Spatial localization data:

--- START ---

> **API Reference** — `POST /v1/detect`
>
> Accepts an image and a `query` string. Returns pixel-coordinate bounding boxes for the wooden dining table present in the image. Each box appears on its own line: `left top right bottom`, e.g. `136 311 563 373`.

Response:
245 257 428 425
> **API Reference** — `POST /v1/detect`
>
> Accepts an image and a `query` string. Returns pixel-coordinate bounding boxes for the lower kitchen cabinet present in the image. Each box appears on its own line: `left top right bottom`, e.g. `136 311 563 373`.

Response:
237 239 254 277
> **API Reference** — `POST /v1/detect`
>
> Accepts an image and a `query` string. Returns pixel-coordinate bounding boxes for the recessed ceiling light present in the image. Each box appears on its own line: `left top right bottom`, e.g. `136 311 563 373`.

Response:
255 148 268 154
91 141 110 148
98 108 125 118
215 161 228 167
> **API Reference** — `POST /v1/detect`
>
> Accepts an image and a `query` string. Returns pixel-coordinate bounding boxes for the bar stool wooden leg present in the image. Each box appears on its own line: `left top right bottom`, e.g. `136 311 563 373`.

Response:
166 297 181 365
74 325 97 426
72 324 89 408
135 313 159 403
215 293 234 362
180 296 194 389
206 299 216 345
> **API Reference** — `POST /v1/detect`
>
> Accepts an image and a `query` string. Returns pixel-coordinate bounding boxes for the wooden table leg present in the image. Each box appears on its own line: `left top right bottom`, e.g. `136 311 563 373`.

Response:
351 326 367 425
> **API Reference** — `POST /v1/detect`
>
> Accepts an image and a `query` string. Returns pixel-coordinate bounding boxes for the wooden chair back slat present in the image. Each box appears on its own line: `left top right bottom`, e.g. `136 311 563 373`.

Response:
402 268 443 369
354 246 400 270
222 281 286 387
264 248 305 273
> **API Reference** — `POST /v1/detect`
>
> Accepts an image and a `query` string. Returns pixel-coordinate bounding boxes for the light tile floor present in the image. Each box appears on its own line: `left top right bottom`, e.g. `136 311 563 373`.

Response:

--- END ---

Your instructions: Lines from the top of the data above through the line with "the wooden chair", both ends included: copy them exactly, nothing more.

Output for this task:
> **API Reference** — `POST /v1/detect`
>
> Accepts an image and a `query` string. Returns pixel-coordinate bounding boxes for the wooden dining table present in the image. Each box appears on its own line: `left top right bottom`, e.g. `136 311 563 373`.

Response:
245 257 428 425
> **API Reference** — `POST /v1/detect`
>
> Accepts an image and a `query` string. Returns pixel-coordinate bounding boxes for the lower kitchen cabinet present in the image. Each box appears on its own line: `left top right bottom`, e.g. `136 311 563 373`.

Response:
237 239 254 277
> **API Reference** — `POST /v1/detect`
>
> Accepts an image and a `query` string. Returns pixel-coordinate bounding boxes for the recessed ceiling light present in the image. Each box appears on its own line: `left top right bottom`, e.g. `136 311 563 373`.

Response:
255 148 268 154
91 141 110 148
98 108 125 118
215 161 228 167
> **API Reference** — `POST /v1/detect`
>
> Accepts an image and a `query` string. Returns pixel-coordinate bounding boxes for the bar stool wooden leg present in the image. Each box appears on its own line: `left top right bottom`, e.g. `136 311 563 373`.

Response:
166 297 181 365
74 325 97 426
72 324 89 408
135 313 159 403
215 293 234 362
180 296 194 389
206 299 216 345
> **API Reference** — `POST /v1/detect`
>
> Accepts an image and a `query` string. Returns pixel-coordinate bounding boxes for the wooden table leg present in the image. Each box appears on its own line: `left top right bottom`, e.g. `136 311 563 373`.

Response:
351 326 367 425
> **API Reference** — `POST /v1/detect`
>
> Accepts an image and a `query` string. Returns pixel-coordinate bounding boxes for the wooden chair back slat present in the image. Each box appears on its own line: `left top right bottom`, e.g. `136 311 563 373`.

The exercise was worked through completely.